## Aim of the task
Reproduce exactly the line that contains "shrub in the photo above." and all lines that follow it in the records below, ending with the last one.

(Point-per-instance localization data)
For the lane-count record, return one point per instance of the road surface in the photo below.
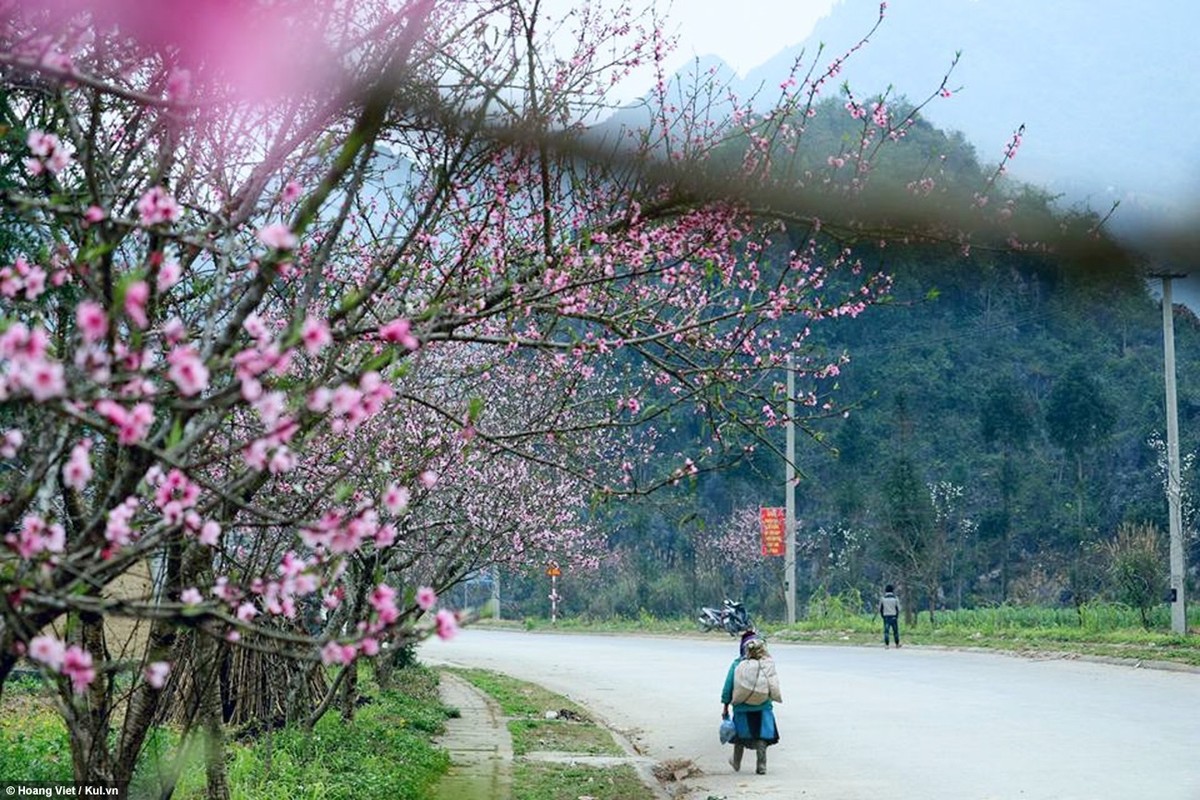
(869, 723)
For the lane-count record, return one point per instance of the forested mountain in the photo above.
(991, 432)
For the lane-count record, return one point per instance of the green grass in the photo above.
(562, 735)
(517, 698)
(385, 753)
(526, 704)
(540, 781)
(34, 744)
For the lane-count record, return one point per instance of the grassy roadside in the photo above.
(336, 761)
(1104, 631)
(568, 733)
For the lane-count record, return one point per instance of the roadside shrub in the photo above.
(1135, 567)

## Your response
For the lane-count record, return one point per instance of the roadside shrub in the photo above.
(1135, 567)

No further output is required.